Supplied data below:

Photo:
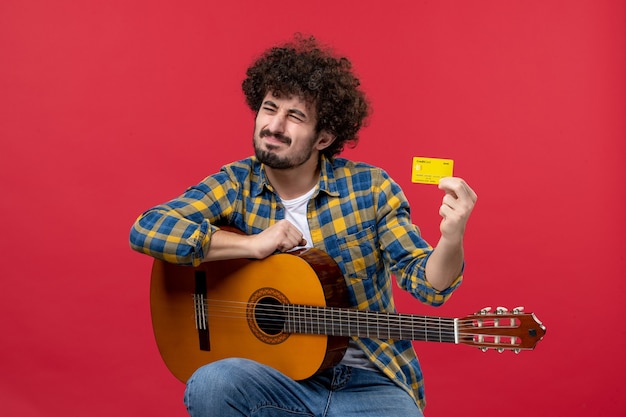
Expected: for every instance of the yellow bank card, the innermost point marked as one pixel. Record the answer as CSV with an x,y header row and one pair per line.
x,y
431,170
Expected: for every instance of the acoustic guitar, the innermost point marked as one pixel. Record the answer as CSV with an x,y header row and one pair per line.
x,y
289,311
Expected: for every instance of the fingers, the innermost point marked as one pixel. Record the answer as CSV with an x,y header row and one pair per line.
x,y
285,236
458,192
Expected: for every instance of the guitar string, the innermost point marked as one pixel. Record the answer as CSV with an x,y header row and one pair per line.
x,y
312,315
380,331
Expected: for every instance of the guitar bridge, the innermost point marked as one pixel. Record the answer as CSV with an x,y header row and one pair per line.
x,y
200,311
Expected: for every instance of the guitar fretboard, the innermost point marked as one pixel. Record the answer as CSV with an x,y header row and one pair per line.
x,y
370,324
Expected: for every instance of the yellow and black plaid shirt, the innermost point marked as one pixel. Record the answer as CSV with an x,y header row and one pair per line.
x,y
358,215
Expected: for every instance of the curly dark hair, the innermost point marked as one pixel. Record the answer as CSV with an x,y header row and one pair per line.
x,y
304,68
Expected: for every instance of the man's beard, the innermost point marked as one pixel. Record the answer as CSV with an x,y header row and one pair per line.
x,y
274,161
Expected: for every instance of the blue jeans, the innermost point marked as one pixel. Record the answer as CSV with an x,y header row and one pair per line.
x,y
240,387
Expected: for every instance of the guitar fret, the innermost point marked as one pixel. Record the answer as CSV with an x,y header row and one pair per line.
x,y
382,325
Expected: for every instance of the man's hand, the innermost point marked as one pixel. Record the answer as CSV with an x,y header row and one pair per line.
x,y
281,236
446,261
456,207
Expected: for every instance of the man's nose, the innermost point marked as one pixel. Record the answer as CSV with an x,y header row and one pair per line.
x,y
277,123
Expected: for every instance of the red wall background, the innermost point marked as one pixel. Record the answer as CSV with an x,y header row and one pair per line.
x,y
109,107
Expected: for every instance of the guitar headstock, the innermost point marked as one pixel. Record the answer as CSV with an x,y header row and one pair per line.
x,y
501,330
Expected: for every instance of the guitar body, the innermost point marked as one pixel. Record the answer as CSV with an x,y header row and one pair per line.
x,y
233,294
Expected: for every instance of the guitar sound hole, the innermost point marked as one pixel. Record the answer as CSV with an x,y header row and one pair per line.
x,y
270,316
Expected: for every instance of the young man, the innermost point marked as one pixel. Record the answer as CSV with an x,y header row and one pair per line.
x,y
296,193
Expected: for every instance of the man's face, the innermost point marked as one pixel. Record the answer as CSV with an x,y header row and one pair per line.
x,y
284,132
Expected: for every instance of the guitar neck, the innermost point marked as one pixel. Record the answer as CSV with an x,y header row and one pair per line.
x,y
334,321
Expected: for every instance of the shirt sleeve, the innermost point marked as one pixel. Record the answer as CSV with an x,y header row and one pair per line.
x,y
180,230
404,249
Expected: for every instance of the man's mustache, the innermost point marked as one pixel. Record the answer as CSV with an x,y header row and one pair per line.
x,y
279,136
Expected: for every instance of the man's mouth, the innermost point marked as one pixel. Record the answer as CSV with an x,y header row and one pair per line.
x,y
278,137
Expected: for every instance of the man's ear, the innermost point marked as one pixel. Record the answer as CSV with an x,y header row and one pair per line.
x,y
324,140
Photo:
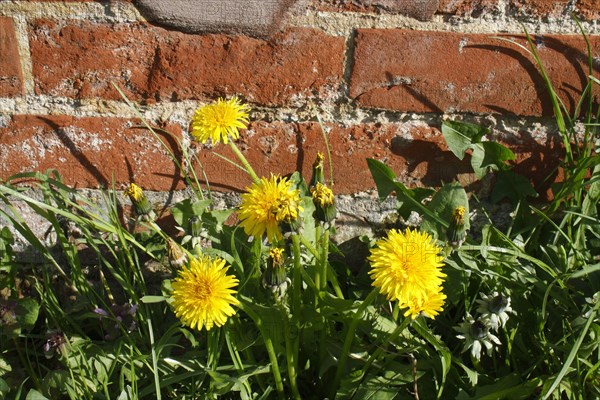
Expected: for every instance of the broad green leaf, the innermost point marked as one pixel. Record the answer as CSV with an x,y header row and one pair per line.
x,y
185,209
35,395
489,156
514,186
510,388
460,136
4,388
384,178
153,299
442,205
27,312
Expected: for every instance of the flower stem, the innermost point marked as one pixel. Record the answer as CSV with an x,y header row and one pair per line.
x,y
324,257
244,162
350,337
268,346
296,304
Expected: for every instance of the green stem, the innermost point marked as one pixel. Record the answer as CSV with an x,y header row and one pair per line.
x,y
154,360
324,258
296,304
350,337
244,162
268,346
291,358
319,271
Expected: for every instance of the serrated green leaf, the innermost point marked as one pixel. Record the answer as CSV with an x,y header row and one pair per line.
x,y
460,136
4,388
384,178
489,156
35,395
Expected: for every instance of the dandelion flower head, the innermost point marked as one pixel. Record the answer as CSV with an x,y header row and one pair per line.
x,y
203,293
134,192
322,195
407,267
458,215
219,120
266,204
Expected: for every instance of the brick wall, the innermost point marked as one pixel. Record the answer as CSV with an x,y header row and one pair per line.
x,y
381,80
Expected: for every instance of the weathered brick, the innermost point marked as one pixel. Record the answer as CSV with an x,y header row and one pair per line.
x,y
588,9
452,72
422,10
82,59
467,7
11,79
416,152
87,152
540,7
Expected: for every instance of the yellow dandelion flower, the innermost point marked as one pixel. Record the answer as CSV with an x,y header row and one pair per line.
x,y
406,266
322,195
276,255
203,293
458,215
430,306
219,120
267,204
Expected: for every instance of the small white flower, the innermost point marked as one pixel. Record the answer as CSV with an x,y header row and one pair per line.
x,y
476,335
494,309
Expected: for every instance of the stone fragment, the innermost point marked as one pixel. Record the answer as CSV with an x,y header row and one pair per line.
x,y
257,18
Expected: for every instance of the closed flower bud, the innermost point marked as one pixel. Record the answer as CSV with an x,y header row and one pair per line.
x,y
275,276
139,201
176,255
325,210
318,176
195,226
456,233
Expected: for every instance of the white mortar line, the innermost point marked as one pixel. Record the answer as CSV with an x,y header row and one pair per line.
x,y
341,24
24,54
93,11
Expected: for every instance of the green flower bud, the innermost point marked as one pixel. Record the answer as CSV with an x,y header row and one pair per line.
x,y
318,175
139,200
456,233
325,210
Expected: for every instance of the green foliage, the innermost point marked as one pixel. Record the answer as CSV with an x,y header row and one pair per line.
x,y
94,319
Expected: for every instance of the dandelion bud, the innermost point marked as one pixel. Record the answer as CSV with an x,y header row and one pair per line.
x,y
195,226
275,276
456,232
176,255
325,210
318,176
139,200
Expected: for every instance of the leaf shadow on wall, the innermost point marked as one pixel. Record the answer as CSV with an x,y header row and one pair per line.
x,y
427,162
565,90
85,162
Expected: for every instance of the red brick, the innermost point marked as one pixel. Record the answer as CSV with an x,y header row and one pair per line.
x,y
588,9
11,79
452,72
467,7
417,153
87,152
422,10
82,59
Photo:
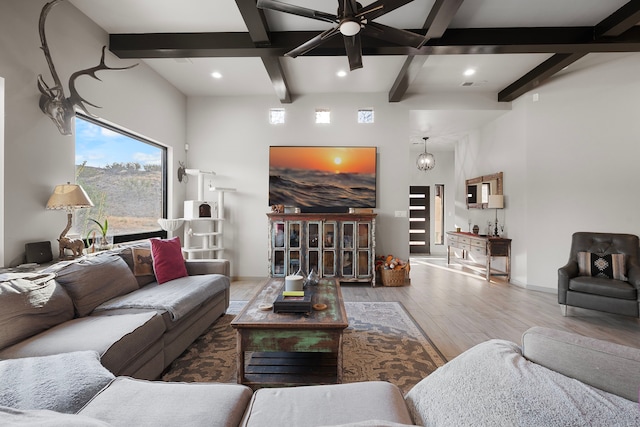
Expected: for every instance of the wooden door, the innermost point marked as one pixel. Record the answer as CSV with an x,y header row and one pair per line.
x,y
419,220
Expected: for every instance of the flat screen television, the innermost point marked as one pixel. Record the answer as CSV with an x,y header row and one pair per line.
x,y
322,179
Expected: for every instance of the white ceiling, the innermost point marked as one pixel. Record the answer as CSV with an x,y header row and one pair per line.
x,y
314,74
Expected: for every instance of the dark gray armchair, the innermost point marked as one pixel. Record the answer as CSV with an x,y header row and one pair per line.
x,y
579,287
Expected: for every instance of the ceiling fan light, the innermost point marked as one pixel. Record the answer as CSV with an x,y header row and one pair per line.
x,y
426,161
349,28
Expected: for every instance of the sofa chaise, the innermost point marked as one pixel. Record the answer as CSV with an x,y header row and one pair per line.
x,y
554,378
113,303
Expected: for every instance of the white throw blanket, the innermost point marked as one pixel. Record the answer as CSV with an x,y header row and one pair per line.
x,y
179,296
492,384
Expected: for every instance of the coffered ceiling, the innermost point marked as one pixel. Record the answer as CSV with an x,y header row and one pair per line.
x,y
512,45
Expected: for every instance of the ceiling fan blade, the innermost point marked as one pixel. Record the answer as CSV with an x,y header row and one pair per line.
x,y
313,43
353,46
296,10
393,35
381,7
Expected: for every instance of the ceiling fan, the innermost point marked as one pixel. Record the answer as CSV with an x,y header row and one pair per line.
x,y
352,20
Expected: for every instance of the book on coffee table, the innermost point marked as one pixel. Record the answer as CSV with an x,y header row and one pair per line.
x,y
293,304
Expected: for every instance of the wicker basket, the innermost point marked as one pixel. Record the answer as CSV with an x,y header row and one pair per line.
x,y
393,277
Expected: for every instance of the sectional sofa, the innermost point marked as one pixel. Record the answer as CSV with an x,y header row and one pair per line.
x,y
554,378
114,304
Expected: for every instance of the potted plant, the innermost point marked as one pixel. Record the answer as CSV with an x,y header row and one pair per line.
x,y
101,242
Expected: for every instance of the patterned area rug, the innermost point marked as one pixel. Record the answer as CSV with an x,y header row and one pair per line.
x,y
382,342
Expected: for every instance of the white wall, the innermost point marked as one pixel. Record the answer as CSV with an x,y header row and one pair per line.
x,y
570,163
36,155
2,176
231,136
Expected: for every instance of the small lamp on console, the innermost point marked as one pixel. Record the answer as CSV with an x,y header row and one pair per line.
x,y
69,197
496,201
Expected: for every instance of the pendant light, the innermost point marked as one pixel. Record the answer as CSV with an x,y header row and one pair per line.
x,y
426,161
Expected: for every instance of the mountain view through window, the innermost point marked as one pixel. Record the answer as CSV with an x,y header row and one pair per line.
x,y
124,177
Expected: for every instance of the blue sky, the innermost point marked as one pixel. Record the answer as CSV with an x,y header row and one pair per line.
x,y
100,147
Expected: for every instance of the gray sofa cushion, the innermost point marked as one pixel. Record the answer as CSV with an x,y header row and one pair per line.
x,y
29,304
117,339
492,384
607,366
62,382
127,401
178,296
94,280
44,418
327,405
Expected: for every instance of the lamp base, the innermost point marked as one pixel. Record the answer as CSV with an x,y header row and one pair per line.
x,y
75,245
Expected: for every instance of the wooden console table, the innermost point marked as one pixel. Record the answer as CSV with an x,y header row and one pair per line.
x,y
481,245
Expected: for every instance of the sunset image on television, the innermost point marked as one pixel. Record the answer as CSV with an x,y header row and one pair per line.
x,y
322,177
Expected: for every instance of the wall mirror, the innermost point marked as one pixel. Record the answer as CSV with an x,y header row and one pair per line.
x,y
479,189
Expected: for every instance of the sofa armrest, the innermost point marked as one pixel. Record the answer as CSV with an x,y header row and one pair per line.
x,y
566,273
208,266
611,367
633,275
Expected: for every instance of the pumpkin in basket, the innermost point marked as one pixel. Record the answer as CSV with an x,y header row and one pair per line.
x,y
393,271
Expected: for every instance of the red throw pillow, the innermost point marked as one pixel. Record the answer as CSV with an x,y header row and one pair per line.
x,y
168,262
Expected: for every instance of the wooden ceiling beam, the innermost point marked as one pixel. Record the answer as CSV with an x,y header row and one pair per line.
x,y
259,33
437,22
620,25
454,41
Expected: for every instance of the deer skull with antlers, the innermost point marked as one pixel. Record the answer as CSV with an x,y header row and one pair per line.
x,y
53,101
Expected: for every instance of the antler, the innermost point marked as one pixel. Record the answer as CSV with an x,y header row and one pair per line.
x,y
75,98
53,102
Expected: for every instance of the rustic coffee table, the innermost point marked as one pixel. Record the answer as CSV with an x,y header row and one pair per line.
x,y
282,349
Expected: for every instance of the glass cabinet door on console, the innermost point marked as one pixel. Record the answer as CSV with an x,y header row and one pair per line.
x,y
328,249
363,251
278,251
294,252
313,247
347,249
336,245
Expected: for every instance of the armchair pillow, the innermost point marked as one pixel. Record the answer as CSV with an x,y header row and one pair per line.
x,y
610,266
168,262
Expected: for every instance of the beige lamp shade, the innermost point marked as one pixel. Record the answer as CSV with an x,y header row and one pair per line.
x,y
69,196
496,201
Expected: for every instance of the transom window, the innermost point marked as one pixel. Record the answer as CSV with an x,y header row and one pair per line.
x,y
125,176
323,116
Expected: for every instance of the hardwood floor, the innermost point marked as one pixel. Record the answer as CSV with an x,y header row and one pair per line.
x,y
457,308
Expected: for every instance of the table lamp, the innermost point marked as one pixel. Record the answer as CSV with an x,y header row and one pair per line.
x,y
496,201
69,197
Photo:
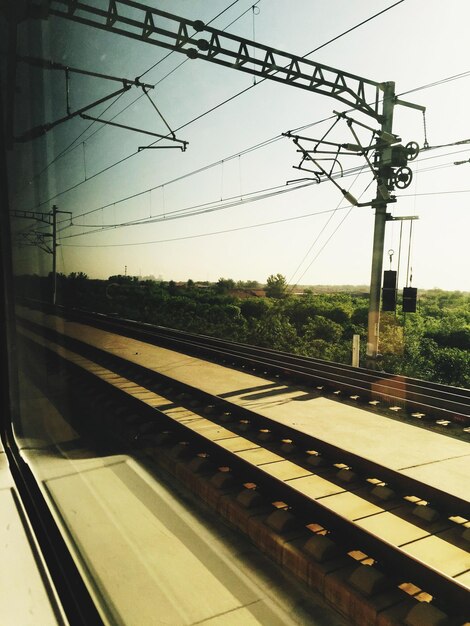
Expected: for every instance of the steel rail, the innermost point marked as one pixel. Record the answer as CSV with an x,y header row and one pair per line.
x,y
396,562
417,395
401,483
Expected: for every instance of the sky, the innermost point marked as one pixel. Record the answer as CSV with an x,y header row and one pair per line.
x,y
196,219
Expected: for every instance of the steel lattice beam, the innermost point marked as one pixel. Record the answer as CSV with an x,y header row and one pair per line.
x,y
198,41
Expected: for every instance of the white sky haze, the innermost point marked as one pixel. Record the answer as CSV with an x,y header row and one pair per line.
x,y
310,234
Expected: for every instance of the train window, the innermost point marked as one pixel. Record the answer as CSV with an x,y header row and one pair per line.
x,y
184,438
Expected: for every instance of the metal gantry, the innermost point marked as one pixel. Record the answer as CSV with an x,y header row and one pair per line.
x,y
199,41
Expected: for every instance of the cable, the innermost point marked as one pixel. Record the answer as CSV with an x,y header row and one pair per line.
x,y
200,170
209,111
211,209
218,232
175,68
67,149
329,238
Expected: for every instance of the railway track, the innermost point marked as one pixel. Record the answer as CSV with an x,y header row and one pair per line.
x,y
252,471
418,398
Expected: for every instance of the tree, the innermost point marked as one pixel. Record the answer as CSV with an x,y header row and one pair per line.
x,y
276,286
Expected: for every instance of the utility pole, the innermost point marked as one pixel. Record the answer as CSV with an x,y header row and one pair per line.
x,y
55,211
380,206
54,254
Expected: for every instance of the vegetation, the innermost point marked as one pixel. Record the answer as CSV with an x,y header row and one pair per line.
x,y
433,343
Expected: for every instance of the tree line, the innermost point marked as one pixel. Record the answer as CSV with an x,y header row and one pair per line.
x,y
432,344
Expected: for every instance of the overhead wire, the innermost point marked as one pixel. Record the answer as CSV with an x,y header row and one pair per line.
x,y
218,232
70,147
212,108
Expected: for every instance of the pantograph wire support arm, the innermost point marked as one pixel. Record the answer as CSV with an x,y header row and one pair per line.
x,y
126,85
144,23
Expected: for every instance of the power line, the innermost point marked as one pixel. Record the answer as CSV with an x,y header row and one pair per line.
x,y
219,232
263,194
221,205
212,109
100,128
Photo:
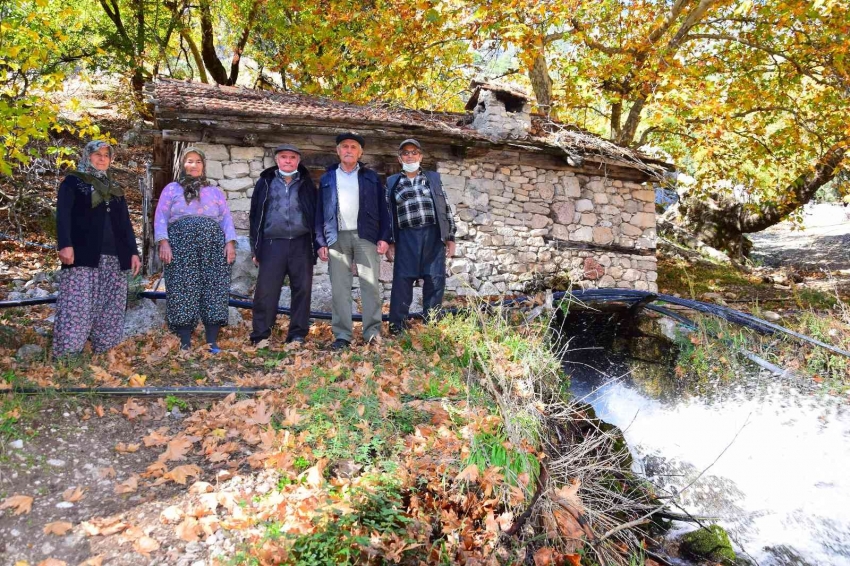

End of Supplied data.

Work task ▸ An answer containing only the lines from the one holding "Expected: for every instance of the overhead" through the close of the entries above, reproduced exactly and stripped of pictures, is expected.

Finished task ▸
Expected: for every instance of the overhead wire, the innermost point marked as one pixel. Record the answer as CSV with an x,y header row and one pair per line.
x,y
218,232
70,147
212,108
Expected: for every instance of the pantograph wire support arm, the innermost point marked as one pixel. Record the answer as CSV with an x,y header row and one pair per line.
x,y
126,85
144,23
Expected: for every instance of the power line, the innermost point marked as one pixel. Record the answer as CSV with an x,y header row and one pair per line.
x,y
219,232
263,194
221,205
212,109
100,128
Photo:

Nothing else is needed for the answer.